Records of labeled points
▬▬▬
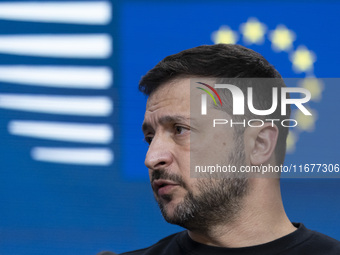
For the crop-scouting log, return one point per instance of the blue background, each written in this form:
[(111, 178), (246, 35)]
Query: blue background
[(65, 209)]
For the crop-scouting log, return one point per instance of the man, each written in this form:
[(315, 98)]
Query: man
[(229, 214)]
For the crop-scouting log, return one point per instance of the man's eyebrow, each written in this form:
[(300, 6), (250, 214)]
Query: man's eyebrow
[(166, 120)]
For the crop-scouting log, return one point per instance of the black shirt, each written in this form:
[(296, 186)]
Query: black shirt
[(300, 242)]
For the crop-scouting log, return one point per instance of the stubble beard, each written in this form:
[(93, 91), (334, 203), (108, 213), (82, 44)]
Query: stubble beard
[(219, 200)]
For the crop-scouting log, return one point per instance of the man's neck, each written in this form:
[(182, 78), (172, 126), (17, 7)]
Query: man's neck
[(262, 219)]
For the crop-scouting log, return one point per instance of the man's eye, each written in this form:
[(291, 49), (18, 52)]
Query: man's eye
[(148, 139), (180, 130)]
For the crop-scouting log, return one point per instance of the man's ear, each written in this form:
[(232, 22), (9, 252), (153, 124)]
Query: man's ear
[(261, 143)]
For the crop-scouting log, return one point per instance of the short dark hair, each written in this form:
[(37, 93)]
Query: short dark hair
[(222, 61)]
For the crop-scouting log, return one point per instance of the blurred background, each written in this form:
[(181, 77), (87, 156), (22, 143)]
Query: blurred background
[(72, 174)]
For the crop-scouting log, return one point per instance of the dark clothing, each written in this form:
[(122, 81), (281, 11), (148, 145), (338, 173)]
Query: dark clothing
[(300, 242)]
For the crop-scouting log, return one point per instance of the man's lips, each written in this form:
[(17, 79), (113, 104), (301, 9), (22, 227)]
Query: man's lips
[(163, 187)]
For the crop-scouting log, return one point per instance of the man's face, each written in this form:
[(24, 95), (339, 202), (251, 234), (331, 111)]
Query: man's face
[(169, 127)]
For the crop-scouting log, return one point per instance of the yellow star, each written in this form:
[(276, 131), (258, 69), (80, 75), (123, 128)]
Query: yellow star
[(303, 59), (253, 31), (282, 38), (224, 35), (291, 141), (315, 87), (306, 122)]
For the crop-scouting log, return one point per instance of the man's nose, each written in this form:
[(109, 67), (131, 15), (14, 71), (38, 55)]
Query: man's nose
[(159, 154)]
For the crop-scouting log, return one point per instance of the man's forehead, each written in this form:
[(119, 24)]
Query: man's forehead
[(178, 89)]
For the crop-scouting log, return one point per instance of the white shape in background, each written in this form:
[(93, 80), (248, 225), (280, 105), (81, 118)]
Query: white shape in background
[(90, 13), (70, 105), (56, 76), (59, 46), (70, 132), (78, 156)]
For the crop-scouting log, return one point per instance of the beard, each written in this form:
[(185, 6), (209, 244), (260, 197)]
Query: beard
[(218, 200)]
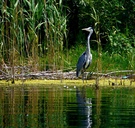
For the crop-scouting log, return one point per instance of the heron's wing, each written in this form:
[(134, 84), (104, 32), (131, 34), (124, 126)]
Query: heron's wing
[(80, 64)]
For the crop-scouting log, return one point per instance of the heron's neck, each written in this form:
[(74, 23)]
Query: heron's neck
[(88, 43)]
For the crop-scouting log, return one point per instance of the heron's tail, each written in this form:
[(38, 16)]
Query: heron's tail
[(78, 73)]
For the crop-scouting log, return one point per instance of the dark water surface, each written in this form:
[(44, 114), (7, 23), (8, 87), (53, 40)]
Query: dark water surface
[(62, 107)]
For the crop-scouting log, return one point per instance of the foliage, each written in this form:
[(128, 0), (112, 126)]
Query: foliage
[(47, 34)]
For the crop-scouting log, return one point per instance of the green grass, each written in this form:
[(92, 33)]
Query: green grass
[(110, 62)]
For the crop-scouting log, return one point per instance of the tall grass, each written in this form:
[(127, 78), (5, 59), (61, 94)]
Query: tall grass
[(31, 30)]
▬▬▬
Update the data starting at the line containing "of the stubble" and ending at the line containing "[(262, 219)]" by replacing "man's neck" with "man's throat" and keeping everything else the same. Return only those lines.

IN RESPONSE
For the crop-scouting log, return one point per instance of the stubble beard, each written in this form:
[(93, 91), (334, 203), (108, 213), (82, 44)]
Query: stubble beard
[(219, 200)]
For the crop-scouting log, return one point per instance of the man's throat, each written in this form:
[(182, 78), (172, 126), (17, 7)]
Query: man's throat
[(262, 219)]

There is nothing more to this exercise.